** Given text follows **

In the Graduate School, he was selected as a Graduate Community Fellow, which allowed him to facilitate campus-wide discussions around the intersection of race and politics. Dr. Oates has been fortunate to be in conversations with senior administrators centered on institutional matters and social change on campus. He has served on search committees for positions in the Office of Institutional Equity and Diversity and the Chaplains and Religious Life. In Fall 2020, Oates served as a graduate student representative on the Diversity, Equity, and Student Support Subcommittee for the Healthy Fall Start 2020. This committee developed principles of equity and inclusion as the campus prepared for a hybrid model of remote and in-person learning. Additionally, he has served on several student advisory boards, including the Graduate School and the Office of Institutional Equity and Diversity. In his final semester, he served as the inaugural graduate student facilitator for the Student Advisory Board for the Brown Center for Students of Color, giving him the opportunity to both lead and mentor student leaders.
Oates’ commitment to improving community wellbeing is also shaped by his relationship with the City of Providence. Since 2017, he has been an active resident in the community; most notably, he has volunteered as a poll worker for the City of Providence. As such, his professional pursuits guide him towards public media and curatorial affairs, where he can be a cultural advocate, distinguished voice, and community leader.

** End of Given text **

According to the text about Dr. Oates, what role did he hold in his final semester on the Student Advisory Board for the Brown Center for Students of Color? The lines that follow have no connection to the text about Dr. Oates.

** Provided data follows **

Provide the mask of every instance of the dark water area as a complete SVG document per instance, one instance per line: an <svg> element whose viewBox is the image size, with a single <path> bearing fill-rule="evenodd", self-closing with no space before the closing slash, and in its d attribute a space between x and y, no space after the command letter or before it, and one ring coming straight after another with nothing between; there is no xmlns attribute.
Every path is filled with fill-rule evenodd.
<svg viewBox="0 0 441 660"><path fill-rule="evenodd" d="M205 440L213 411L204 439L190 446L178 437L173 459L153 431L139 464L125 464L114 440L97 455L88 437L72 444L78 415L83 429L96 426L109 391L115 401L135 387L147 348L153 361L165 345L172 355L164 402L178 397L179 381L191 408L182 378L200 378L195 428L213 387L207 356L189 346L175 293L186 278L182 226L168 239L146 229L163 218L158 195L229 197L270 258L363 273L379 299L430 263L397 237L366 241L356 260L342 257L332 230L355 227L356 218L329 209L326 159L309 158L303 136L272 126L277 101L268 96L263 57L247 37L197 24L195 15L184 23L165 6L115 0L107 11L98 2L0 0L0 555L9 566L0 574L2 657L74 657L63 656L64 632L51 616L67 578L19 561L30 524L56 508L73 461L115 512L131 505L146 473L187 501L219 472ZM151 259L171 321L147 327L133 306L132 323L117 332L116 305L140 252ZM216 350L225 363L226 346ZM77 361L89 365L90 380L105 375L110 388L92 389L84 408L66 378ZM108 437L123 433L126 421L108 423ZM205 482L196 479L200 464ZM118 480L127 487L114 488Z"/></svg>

** End of Provided data **

Result of this task » He served as the inaugural graduate student facilitator.